### TASKS TO COMPLETE
**a)** From the passage on the Saint Sava Society below, list the members of the group of students who left Belgrade whom the text names.
**b)** Pick up the account of the Saint Sava Society below at the point where it stops and write on from there.

### PAGE EXCERPT
---+---

The Society of Saint Sava or Saint Sava Society () was a Serbian non-governmental association with the aim of maintaining and protecting the Serb people in the Ottoman Empire, in Old Serbia and Macedonia, and in Austro-Hungarian Bosnia and Herzegovina, founded in 1886 in Belgrade, the capital of the Kingdom of Serbia. It was active, with a brief pause during the First World War, until the Invasion of Yugoslavia (1941).

History

Work in Macedonia

The society worked for dissemination of Serbian propaganda in the region of Macedonia and Old Serbia.  The Society offered paid scholarships to those who called themselves Serbo-Macedonians. The society  organized in Serbia specialized schools for children of Macedonia and Old Serbia and developed a propaganda among the Macedonians working in Serbia. Only three years later, its executive body became part of the Ministry of Foreign Affairs of Serbia. Its propaganda was so strong that after a sequence of student riots in the Bulgarian Men's High School of Thessaloniki, a group of 34 students accepted the proposal of the Serbian emissaries to go and study free of cost to Belgrade. They soon became aware of the obvious reasons behind its  program, when they were forbidden to possess Bulgarian literature. Subsequently, nearly the whole group left Belgrade to continue its education in Bulgaria. Among that group were Dame Gruev, Petar Pop Arsov, Krste Misirkov, Kosta Shahov, etc. As a result, one of the main reasons for the establishment of the Internal Macedonian Revolutionary Organization (IMRO) by Dame Gruev and Petar Pop Arsov in 1893 was to stop the spread of Serbian propaganda into Macedonia. Later the society's fellows constituted the backbone of the Serbian Chetnik Organization. Bulgarian contemporaries used the term "Serbomans" for Serbs in Macedonia.

---+---

### SUPPLIED INFORMATION
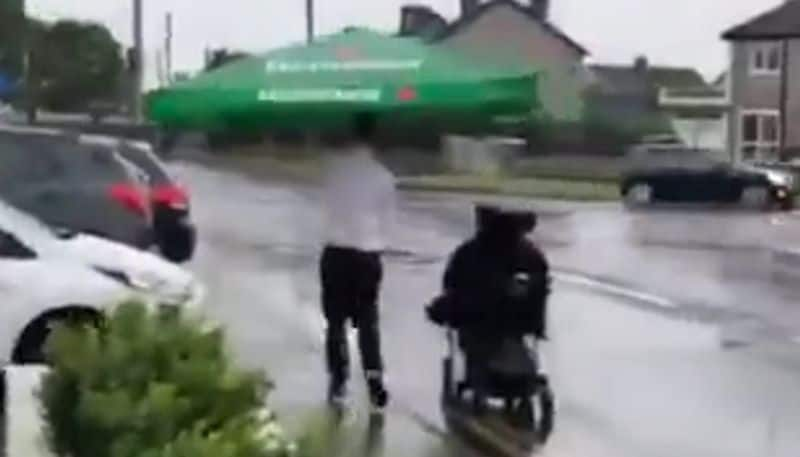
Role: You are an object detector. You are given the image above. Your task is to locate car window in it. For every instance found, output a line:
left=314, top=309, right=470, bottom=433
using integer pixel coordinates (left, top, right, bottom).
left=0, top=230, right=36, bottom=259
left=68, top=143, right=136, bottom=182
left=631, top=145, right=723, bottom=170
left=119, top=145, right=171, bottom=184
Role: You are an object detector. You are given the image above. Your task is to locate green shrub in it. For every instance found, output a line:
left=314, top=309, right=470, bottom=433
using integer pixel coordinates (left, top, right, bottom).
left=40, top=303, right=295, bottom=457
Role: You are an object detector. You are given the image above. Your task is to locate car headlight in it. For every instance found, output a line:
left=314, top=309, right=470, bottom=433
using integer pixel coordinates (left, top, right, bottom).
left=766, top=171, right=794, bottom=187
left=94, top=267, right=161, bottom=292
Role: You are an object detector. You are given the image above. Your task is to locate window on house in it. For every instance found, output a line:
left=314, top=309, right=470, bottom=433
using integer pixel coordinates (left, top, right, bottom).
left=741, top=111, right=780, bottom=160
left=751, top=43, right=781, bottom=74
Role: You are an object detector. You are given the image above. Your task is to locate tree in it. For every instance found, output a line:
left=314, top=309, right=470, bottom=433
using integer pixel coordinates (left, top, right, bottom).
left=206, top=48, right=250, bottom=71
left=0, top=0, right=25, bottom=81
left=28, top=20, right=123, bottom=111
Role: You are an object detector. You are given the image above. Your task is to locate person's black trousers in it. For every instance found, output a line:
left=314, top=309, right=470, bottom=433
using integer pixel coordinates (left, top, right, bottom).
left=320, top=246, right=383, bottom=381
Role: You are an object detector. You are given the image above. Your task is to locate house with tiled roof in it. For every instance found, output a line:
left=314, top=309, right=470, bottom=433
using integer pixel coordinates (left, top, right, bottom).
left=722, top=0, right=800, bottom=160
left=586, top=57, right=727, bottom=152
left=400, top=0, right=589, bottom=121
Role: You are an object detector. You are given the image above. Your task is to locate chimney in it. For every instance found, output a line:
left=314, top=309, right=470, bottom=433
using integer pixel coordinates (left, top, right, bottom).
left=461, top=0, right=480, bottom=17
left=633, top=56, right=650, bottom=74
left=528, top=0, right=550, bottom=21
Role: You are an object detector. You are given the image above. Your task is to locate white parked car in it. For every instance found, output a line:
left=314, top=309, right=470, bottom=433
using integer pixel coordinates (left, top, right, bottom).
left=0, top=201, right=205, bottom=366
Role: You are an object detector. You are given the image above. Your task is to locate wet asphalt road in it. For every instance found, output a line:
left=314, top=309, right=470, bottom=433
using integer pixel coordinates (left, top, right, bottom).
left=174, top=164, right=800, bottom=457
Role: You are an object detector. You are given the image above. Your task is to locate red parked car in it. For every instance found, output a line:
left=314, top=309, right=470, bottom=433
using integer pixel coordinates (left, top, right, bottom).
left=83, top=135, right=197, bottom=263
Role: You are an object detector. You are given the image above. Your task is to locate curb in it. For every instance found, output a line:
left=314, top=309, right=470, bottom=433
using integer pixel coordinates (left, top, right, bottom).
left=770, top=247, right=800, bottom=280
left=0, top=365, right=53, bottom=457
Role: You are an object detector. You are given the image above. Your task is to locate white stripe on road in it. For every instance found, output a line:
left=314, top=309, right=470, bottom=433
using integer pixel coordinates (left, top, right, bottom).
left=553, top=272, right=678, bottom=309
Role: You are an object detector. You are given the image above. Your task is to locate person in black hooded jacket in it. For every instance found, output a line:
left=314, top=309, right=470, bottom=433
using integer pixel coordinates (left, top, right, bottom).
left=428, top=206, right=550, bottom=406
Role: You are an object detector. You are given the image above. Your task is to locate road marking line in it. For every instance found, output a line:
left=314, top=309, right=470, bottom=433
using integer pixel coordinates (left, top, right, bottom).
left=553, top=272, right=678, bottom=309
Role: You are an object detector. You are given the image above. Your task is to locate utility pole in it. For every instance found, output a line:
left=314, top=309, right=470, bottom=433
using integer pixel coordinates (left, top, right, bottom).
left=131, top=0, right=144, bottom=123
left=164, top=13, right=172, bottom=84
left=306, top=0, right=314, bottom=44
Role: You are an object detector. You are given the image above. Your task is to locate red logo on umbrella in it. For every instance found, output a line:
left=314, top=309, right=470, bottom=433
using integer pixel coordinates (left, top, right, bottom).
left=397, top=87, right=417, bottom=102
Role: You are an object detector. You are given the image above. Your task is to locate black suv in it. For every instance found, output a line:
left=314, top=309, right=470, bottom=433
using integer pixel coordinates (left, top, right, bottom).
left=0, top=128, right=153, bottom=249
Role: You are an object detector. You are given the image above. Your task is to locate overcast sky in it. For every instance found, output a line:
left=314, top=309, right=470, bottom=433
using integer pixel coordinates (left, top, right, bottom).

---+---

### WRITTEN RESPONSES
**a)** Dame Gruev, Petar Pop Arsov, Krste Misirkov, Kosta Shahov

**b)**
Members
Founders
Svetomir Nikolajević, founder
Kosta Šumenković, founder
Stevan Vladislav Kaćanski, founder
Milan Đ. Milićević, founder
Ljubomir Kovačević, founder
Panta Srećković, founder
Miloš Milojević, founder
Milojko Veselinović, founder
Firmilijan Drazic, founder
Others
Temko Popov
Jovan Hadži-Vasiljević, secretary, editor of Brastvo
Spasoje Hadži Popović
Damjan Grujević
Petar Poparsov

Legacy
In 1994, an association with the same name was founded by 80 university professors.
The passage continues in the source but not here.